**EXTRACT**
☆ ☆ ☆ ☆ ☆ ☆ ☆
We outline P4EAD's pipeline flow in Alg. [1.](#page-7-2) Alg. [1](#page-7-2) takes four inputs, i.e., pkt, curr\_state, curr\_rd and op\_mode. Here, the current state (curr\_state) can either be any of the following states: START, INIT, ABS\_AD, ABS\_IP, FINAL, and END. Similarly, the operation mode (op\_mode) can be ENCRYPT or DECRYPT. In line [3,](#page-7-2) RPP denotes the number of P-RND per pipeline pass configuration of P4EAD, which can be 1 or 2 for Tofino and among 1,2,3, or 4 for Tofino2. For brevity, we assume that the AD and input absorption happens only once, i.e., the packet having a short AD and input, in Alg. [1.](#page-7-2) As larger input/ AD sizes, the absorption happens sequentially in chunks of 8 bytes.

When a packet is newly received, it is at the state START, and depending on the packet type, the op\_mode is set. The recirculated packets which are in the middle of processing will have curr\_state set to other than START. We keep track of the current P-RND using prnd\_count and the current ASCON state using curr\_state. A newly received packet's flow starts from the START state and moves onto INIT, which after PERM(12) moves onto AD absorption, and so on (as depicted in the flow in Fig. [3\)](#page-2-2). The curr\_rd parameter keeps track of the P-RND number for PERM(12) or PERM(6).

Finally, once the packet payload is absorbed and the tags are finalized, the END state is reached. If the op\_mode is DECRYPT, then a tag verification happens before forwarding or proceeding with further packet processing logic with the final processed packet, pkt'.
☆ ☆ ☆ ☆ ☆ ☆ ☆
**SOURCE MATERIAL**
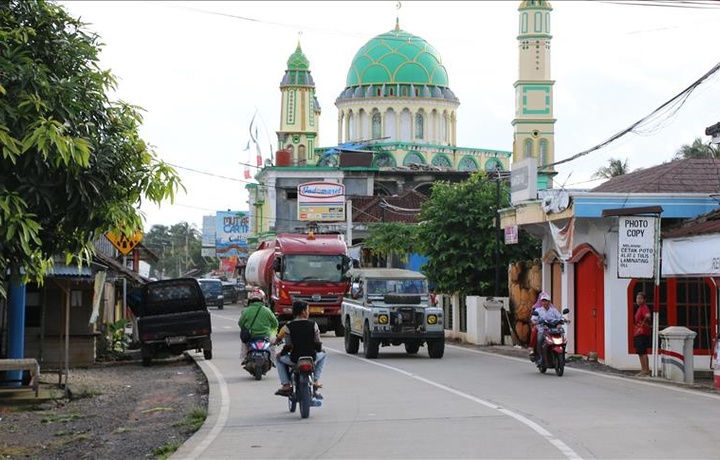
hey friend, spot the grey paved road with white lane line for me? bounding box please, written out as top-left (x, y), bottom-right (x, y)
top-left (172, 305), bottom-right (720, 459)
☆ ☆ ☆ ☆ ☆ ☆ ☆
**REQUIRED ACTIONS**
A: In the P4EAD pipeline text, what values can RPP take on Tofino2?
B: Rewrite the paragraph of the P4EAD pipeline text that begins "When a packet is newly received" as a short bulleted list that keeps its main facts.
The listing was taken from a separate source.

**YOUR WRITTEN ANSWERS**
A: On Tofino2, RPP can be 1, 2, 3, or 4.

B:
- A newly received packet starts in the START state, and its op_mode is set according to the packet type.
- Recirculated packets still being processed have a curr_state other than START.
- prnd_count tracks the current P-RND, and curr_state tracks the current ASCON state.
- The flow goes from START to INIT, then after PERM(12) to AD absorption, and onward as shown in Fig. 3.
- curr_rd tracks the P-RND number for PERM(12) or PERM(6).